**Your instructions:**
Output all of the material beneath this line exactly as it is.

**Task inputs:**
----
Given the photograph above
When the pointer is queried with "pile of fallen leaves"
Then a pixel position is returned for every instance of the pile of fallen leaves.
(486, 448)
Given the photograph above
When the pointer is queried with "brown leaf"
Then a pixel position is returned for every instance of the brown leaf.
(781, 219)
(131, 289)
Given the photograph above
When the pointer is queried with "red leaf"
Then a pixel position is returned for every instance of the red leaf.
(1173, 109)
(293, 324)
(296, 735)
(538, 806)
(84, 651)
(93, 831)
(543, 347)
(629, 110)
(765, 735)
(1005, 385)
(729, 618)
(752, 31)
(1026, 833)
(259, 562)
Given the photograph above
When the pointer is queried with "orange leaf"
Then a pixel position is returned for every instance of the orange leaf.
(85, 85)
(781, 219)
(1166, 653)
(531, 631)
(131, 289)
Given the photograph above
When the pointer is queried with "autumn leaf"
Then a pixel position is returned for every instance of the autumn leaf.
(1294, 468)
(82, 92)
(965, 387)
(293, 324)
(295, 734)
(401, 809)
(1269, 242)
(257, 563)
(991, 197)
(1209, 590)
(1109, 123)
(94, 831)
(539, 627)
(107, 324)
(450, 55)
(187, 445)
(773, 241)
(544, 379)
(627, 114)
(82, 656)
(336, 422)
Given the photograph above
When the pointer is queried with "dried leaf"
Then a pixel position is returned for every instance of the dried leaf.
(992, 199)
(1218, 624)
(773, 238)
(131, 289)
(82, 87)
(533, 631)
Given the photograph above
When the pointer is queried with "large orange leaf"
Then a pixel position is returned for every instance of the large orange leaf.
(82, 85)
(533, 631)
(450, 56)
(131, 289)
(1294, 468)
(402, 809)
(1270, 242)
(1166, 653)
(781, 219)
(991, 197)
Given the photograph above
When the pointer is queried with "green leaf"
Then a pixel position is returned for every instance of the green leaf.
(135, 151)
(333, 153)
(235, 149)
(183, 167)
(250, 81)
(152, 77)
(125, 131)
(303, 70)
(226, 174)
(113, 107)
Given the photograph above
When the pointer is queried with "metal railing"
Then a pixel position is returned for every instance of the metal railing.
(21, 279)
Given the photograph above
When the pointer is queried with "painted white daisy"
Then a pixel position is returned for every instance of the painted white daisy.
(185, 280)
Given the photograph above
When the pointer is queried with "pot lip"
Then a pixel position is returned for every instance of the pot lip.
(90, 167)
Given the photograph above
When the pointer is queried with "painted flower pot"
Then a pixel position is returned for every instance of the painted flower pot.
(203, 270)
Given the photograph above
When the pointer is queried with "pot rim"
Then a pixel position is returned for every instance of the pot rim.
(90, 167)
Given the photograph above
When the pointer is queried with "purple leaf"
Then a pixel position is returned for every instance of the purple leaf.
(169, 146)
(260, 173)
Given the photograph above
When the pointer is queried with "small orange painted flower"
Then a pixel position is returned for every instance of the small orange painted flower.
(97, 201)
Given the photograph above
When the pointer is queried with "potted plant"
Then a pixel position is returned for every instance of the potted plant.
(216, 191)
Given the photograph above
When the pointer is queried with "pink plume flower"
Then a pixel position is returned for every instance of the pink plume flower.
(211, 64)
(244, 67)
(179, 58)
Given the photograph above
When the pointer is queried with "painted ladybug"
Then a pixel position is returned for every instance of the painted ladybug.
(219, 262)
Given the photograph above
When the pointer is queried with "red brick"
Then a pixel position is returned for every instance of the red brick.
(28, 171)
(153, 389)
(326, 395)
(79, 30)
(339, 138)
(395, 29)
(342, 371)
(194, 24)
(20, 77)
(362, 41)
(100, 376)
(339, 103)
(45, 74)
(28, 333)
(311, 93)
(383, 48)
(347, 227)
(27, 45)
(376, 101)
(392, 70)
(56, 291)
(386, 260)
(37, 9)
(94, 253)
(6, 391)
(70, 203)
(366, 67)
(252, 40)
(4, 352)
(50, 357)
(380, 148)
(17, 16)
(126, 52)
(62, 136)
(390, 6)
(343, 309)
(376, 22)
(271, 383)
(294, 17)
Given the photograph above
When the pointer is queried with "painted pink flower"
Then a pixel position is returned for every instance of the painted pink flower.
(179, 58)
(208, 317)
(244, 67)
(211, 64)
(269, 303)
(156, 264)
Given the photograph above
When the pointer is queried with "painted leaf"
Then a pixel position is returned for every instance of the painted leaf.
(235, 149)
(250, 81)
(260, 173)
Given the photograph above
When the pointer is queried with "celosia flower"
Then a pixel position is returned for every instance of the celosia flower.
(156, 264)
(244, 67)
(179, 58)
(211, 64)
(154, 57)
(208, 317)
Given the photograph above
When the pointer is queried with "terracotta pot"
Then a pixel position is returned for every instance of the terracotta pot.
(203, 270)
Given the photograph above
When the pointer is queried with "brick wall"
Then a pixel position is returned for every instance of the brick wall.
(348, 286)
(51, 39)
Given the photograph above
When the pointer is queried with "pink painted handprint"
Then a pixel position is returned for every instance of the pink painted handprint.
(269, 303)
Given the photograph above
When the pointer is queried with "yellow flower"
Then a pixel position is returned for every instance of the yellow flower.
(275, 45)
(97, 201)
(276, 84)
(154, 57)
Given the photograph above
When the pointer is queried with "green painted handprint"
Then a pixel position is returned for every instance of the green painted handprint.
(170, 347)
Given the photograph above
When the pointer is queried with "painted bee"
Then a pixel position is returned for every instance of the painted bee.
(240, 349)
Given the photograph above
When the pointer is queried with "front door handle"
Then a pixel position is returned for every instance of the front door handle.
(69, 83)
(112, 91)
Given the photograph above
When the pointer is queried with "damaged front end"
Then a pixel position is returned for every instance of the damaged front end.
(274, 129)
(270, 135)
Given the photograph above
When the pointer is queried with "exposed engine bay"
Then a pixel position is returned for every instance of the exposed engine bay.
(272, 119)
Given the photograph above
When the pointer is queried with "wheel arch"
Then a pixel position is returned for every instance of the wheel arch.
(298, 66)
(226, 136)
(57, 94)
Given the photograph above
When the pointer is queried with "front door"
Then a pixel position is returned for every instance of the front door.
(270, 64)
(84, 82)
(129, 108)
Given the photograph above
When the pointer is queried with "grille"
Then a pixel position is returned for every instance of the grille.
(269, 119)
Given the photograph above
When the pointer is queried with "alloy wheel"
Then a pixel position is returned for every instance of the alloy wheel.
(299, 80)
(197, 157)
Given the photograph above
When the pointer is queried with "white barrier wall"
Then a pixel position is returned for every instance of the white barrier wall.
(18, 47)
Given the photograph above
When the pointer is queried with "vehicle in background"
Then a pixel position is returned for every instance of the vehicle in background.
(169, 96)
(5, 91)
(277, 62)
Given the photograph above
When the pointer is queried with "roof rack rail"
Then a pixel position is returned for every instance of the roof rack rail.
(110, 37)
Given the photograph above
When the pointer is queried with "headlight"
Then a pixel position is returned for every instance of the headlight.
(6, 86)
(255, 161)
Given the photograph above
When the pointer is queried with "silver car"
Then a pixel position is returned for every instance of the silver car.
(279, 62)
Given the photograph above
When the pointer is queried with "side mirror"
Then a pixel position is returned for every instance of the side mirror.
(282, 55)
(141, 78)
----
**Expected answer:**
Given the photograph above
When the pointer is queried with "pile of fallen leaves"
Then a pixel position is returned for every instance of the pile of fallen leaves.
(486, 448)
Given the photograph above
When the pointer is queried with "brown leaf"
Then a pixel position is returned for every instance of the brown leaf.
(781, 219)
(131, 289)
Given the photograph above
When the pointer is queried with "red leaf"
Then a pixel position is returned for every instance of the red leaf.
(1173, 109)
(293, 324)
(296, 735)
(538, 806)
(84, 651)
(93, 831)
(543, 347)
(629, 110)
(765, 735)
(1005, 385)
(729, 618)
(752, 31)
(1026, 833)
(259, 562)
Given the photograph above
When the pointer is queried with "orange leaf"
Then a pixel position is returned for every instance of the orange leaf.
(85, 85)
(781, 219)
(1166, 653)
(531, 631)
(131, 289)
Given the photograph above
When the pointer is queried with "autumn leaf"
Then a pixel position is returned for every instance of the autumn leaf.
(1294, 468)
(82, 92)
(965, 387)
(293, 324)
(295, 734)
(401, 809)
(1269, 242)
(257, 563)
(991, 197)
(1209, 590)
(1109, 123)
(94, 831)
(539, 627)
(107, 324)
(450, 55)
(187, 445)
(773, 241)
(544, 379)
(627, 114)
(82, 656)
(336, 422)
Given the photograph above
When the pointer is queried with "dried leaf"
Then a pixel position is returned for every instance of the dried leaf.
(992, 199)
(1218, 624)
(773, 238)
(131, 289)
(82, 87)
(533, 631)
Given the photograph above
When the pointer is queried with "large orange leaf"
Then a pixel position is returned for every instance of the large orange leaf.
(82, 85)
(533, 631)
(450, 56)
(131, 289)
(1294, 468)
(402, 809)
(1270, 242)
(1166, 653)
(781, 219)
(991, 197)
Given the photograph above
When the pointer is queried with "green leaf"
Then a pixel position is returned for every instance of the green leaf.
(135, 151)
(333, 153)
(235, 149)
(183, 167)
(250, 81)
(152, 77)
(125, 131)
(303, 70)
(226, 174)
(113, 107)
Given the photograph above
When the pointer is queried with "metal railing"
Then a pixel position is returned for every instance of the metal railing.
(21, 279)
Given the photograph above
When the pointer is queried with "painted white daisy"
Then a pixel position is returned for every instance of the painted white daisy.
(185, 280)
Given the photograph above
When the pointer is queried with "pot lip"
Then a pixel position is returned for every instance of the pot lip.
(90, 167)
Given the photograph above
When the pointer is queried with "painted flower pot"
Then a pixel position is returned for every instance of the painted flower pot.
(203, 270)
Given the photograph above
When the pointer is queried with "pot rim"
Then a pixel position is returned for every instance of the pot rim.
(90, 167)
Given the photograph above
When the pointer is queried with "purple leaf"
Then a pixel position is returned for every instance of the purple leaf.
(169, 146)
(260, 173)
Given the photograph above
When the pointer is queried with "small orange painted flower"
Then a pixel position is returned for every instance of the small orange painted flower.
(97, 201)
Given the photograph above
When the pointer is queried with "potted plant"
Then a pixel position is returned for every instance of the potted plant.
(216, 191)
Given the photograph above
When the pointer is queried with "pink plume flower"
Then a pixel position is returned for every instance of the pink plume flower.
(211, 64)
(244, 67)
(179, 58)
Given the photograph above
When the pointer is queried with "painted ladybug"
Then a pixel position is returned for every instance of the painted ladybug.
(219, 262)
Given the photograph above
When the pointer is queried with "red brick"
Then a pixel position is returned for every instance of the red brick.
(28, 171)
(153, 389)
(326, 395)
(79, 30)
(339, 138)
(395, 29)
(342, 371)
(194, 24)
(20, 77)
(362, 41)
(100, 376)
(339, 103)
(45, 74)
(28, 333)
(311, 93)
(383, 48)
(347, 227)
(27, 45)
(376, 101)
(392, 70)
(56, 291)
(386, 260)
(37, 9)
(94, 253)
(6, 391)
(70, 203)
(366, 67)
(252, 40)
(4, 352)
(50, 357)
(380, 148)
(17, 16)
(126, 52)
(62, 136)
(390, 6)
(343, 309)
(376, 22)
(271, 383)
(294, 17)
Given the photograph above
When the pointer is queried with "painted pink flower"
Then a pixel position is returned for every instance of the painted pink flower.
(179, 58)
(208, 317)
(244, 67)
(211, 64)
(269, 303)
(156, 264)
Given the photograph above
When the pointer is queried with "painted leaf"
Then a pixel position is returned for every instance of the painted leaf.
(235, 149)
(250, 81)
(260, 173)
Given the photograph above
When the pointer is queried with "celosia flower"
Then a pixel position is returned for every instance of the celosia flower.
(156, 264)
(244, 67)
(179, 58)
(211, 64)
(154, 57)
(208, 317)
Given the photograph above
When the pointer is queried with "terracotta pot"
Then a pixel position is returned for every instance of the terracotta pot.
(203, 270)
Given the photograph above
When the pointer is queried with "brick wall"
Then a pixel position is returned for every instance of the brick wall.
(348, 286)
(51, 39)
Given the photograph above
When the pointer is queried with "pink painted handprint"
Then a pixel position is returned for every instance of the pink painted handprint.
(269, 303)
Given the photograph above
When the pointer is queried with "yellow flower"
Then a pixel position is returned for every instance of the yellow flower.
(275, 45)
(97, 201)
(276, 84)
(154, 57)
Given the photograph above
When the pointer is queried with "green painted handprint"
Then a pixel position is returned for every instance of the green painted handprint.
(170, 347)
Given the photograph above
When the pointer is queried with "painted bee"
Then a pixel position is returned for every instance of the painted bee.
(240, 349)
Given the photograph above
When the pointer is queried with "front door handle"
Then a pixel position is returned for every instance of the front door handle.
(69, 83)
(112, 91)
Given the photograph above
When the pointer is queried with "damaged front end"
Then a pixel position is returned for every instance of the damaged front end.
(274, 129)
(270, 135)
Given the photograph above
When the pointer is queried with "exposed engine bay"
Then a pixel position is returned for every instance of the exposed engine bay.
(272, 119)
Given the photograph above
When the pointer is queried with "wheel arch"
Then a pixel position is returned for every instance of the wheel arch.
(298, 66)
(226, 136)
(57, 94)
Given the photograph above
When the pointer is queried with "front door"
Then a pixel position is returned for every instance of the front door.
(270, 64)
(84, 82)
(129, 108)
Given the photograph above
When the pointer is queried with "grille"
Then a pixel position is returned for every instance of the grille.
(269, 119)
Given the photograph above
When the pointer is queried with "alloy wheel"
Then a pixel position is returned for every instance of the alloy wheel.
(299, 80)
(197, 157)
Given the photograph above
When the pointer is queried with "white barrier wall"
Then a pixel position is returned for every instance of the white barrier wall.
(18, 47)
Given the photograph above
When the pointer is queried with "vehicle in background"
Then a pixel position is returned for every instance of the vehicle in background.
(169, 96)
(5, 91)
(277, 62)
Given the photograph above
When the pointer is queried with "roof rack rail"
Then a pixel position is returned for every instance of the roof rack rail.
(110, 37)
Given the photograph above
When the pointer is queried with "headlight"
Then a pixel position is returned for every instance of the headlight.
(6, 86)
(255, 161)
Given the photograph above
When the pointer is queried with "silver car"
Then a pixel position is returned for every instance of the silver car.
(279, 62)
Given the photograph above
When the pointer is queried with "side mirror"
Then a pixel position is returned for every instance of the side mirror.
(282, 55)
(141, 78)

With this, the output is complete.